- WHAT THE EXERCISE ASKS -
The response must consist of the lines below from the one with "Target: bench metal leg" through the one with "Target: car wheel", exactly as they appear and with both ends kept.

- RECORDS FOR THE TASK -
%%

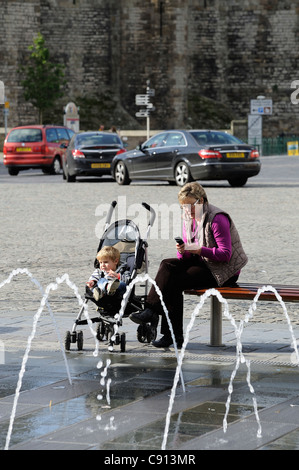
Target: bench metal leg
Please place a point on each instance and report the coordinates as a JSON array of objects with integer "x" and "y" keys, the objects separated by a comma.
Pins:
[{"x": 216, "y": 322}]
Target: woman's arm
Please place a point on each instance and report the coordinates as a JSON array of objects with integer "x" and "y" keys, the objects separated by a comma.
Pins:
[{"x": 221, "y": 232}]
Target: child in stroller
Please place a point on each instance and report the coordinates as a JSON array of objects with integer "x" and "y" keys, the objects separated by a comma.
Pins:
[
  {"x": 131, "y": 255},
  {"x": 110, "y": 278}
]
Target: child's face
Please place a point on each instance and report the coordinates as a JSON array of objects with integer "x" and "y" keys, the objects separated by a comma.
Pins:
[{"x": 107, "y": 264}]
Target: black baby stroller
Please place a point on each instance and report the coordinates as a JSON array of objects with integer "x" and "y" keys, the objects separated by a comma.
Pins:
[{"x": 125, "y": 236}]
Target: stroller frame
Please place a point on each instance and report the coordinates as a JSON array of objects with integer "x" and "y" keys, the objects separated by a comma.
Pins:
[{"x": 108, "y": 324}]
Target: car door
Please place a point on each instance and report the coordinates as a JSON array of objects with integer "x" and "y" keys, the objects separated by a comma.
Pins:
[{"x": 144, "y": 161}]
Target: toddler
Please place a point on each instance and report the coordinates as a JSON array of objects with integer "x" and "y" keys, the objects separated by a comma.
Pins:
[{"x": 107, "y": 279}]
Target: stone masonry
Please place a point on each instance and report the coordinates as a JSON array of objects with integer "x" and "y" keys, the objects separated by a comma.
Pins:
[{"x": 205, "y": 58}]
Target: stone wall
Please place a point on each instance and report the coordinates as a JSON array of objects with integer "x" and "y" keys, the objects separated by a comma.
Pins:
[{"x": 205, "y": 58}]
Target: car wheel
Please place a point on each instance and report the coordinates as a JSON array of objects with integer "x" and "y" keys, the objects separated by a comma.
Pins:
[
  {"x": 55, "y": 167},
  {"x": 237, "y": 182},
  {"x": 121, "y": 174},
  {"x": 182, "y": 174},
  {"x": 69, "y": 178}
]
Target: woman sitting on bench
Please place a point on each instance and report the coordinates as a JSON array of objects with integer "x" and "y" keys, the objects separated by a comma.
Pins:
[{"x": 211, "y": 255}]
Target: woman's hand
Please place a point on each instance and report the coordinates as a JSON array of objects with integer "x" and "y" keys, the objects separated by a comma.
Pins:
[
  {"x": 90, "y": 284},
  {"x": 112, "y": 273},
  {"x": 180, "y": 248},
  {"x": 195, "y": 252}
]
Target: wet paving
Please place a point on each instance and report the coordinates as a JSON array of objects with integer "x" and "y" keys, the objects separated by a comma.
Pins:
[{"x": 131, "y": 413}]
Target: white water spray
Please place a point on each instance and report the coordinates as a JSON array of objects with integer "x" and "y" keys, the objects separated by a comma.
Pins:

%%
%%

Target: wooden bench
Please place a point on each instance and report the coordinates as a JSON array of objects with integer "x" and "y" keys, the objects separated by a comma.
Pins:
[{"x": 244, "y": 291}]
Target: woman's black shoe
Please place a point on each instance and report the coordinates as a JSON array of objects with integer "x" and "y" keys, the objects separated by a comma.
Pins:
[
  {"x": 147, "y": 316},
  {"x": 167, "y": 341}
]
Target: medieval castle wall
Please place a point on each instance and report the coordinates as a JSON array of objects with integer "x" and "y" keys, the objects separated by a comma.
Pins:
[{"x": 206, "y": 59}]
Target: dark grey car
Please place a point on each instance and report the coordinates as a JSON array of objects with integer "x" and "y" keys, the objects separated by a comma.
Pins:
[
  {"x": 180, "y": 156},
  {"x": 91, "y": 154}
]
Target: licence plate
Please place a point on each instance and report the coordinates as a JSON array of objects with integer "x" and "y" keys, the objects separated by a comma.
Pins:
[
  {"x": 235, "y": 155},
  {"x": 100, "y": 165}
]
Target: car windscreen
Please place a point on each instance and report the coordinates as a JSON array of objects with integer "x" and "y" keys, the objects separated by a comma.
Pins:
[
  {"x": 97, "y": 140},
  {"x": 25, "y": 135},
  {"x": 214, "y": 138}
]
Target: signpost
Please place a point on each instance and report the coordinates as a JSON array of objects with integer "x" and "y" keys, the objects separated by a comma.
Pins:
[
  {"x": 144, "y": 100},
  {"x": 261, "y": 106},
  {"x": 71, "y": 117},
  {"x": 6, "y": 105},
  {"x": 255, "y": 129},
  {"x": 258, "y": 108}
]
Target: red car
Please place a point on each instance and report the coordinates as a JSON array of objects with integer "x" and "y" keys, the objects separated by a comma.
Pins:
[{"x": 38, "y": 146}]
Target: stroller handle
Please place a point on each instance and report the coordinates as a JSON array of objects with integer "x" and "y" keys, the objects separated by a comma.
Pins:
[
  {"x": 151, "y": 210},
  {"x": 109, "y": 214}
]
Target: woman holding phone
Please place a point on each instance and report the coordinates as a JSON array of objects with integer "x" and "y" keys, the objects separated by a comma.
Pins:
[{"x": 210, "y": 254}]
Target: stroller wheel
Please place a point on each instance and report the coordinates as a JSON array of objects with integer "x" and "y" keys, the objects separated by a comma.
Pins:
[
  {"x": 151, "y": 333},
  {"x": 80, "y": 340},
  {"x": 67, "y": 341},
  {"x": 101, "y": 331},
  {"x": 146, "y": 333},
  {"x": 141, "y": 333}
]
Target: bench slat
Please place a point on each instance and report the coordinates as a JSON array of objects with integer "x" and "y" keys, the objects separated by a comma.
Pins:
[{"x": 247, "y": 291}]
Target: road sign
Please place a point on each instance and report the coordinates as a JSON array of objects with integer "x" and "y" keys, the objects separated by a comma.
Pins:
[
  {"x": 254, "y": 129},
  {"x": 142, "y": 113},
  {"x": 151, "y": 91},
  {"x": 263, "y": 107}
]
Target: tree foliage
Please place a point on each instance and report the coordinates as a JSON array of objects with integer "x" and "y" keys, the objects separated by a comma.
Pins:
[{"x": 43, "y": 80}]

%%

- RESPONSE TO THE TASK -
Target: bench metal leg
Please place a point on each instance and report the coordinates as a JSON array of objects with integer "x" and "y" keys, the objects separated by a comma.
Pins:
[{"x": 216, "y": 322}]
Target: woman's arm
Please place a point on each instance and report the coordinates as a JSON array of objects with integer "x" and "y" keys, the objects separated by a comma.
Pins:
[{"x": 221, "y": 232}]
Target: child in stroller
Please place a point on each instance and report the coordinates as a JSON array of objects with integer "x" and "y" keys, the objects separated by a comma.
Pins:
[
  {"x": 131, "y": 255},
  {"x": 110, "y": 278}
]
Target: child's face
Please place a point on each instance and report the coordinates as a JSON array of objects with integer "x" and "y" keys, the objects separated by a comma.
Pins:
[{"x": 107, "y": 264}]
Target: black baby stroller
Please place a point on each instance and report the coordinates as a JSON array of objects with integer "x" and "y" keys, the objects separated by a comma.
Pins:
[{"x": 125, "y": 236}]
Target: stroller frame
Please place a point on each instance and report the coordinates as a JSON array of objects with integer "x" and "y" keys, the objects separated by a comma.
Pins:
[{"x": 108, "y": 324}]
Target: car door
Please place a point on each instance and report the coordinates as a JSON array of objects with integer "x" and "y" keys, the objects separated by a comma.
Pins:
[{"x": 144, "y": 161}]
Target: toddler
Please place a point on each instance and report the coordinates as a JSON array of objects with integer "x" and "y" keys, the objects separated by a comma.
Pins:
[{"x": 107, "y": 279}]
Target: stone masonry
Please place a point on each instance and report the coordinates as a JSON array of objects with integer "x" and "y" keys, the objects separated by a comma.
Pins:
[{"x": 205, "y": 58}]
Target: stone wall
Please place a point on each instance and report the coordinates as a JSON array of objects with integer "x" and "y" keys, the objects separated by a comma.
Pins:
[{"x": 205, "y": 58}]
Target: car wheel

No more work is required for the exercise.